(Beginning of Provided entries)

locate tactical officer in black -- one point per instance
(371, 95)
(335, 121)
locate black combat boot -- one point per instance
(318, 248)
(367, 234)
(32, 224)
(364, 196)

(End of Provided entries)

- **Problem**
Every line from the one containing "locate black combat" through the last line of the entries above must be output exactly. Leave the rest out.

- **Solved problem**
locate black combat boot -- one point per instance
(318, 248)
(367, 234)
(32, 224)
(364, 196)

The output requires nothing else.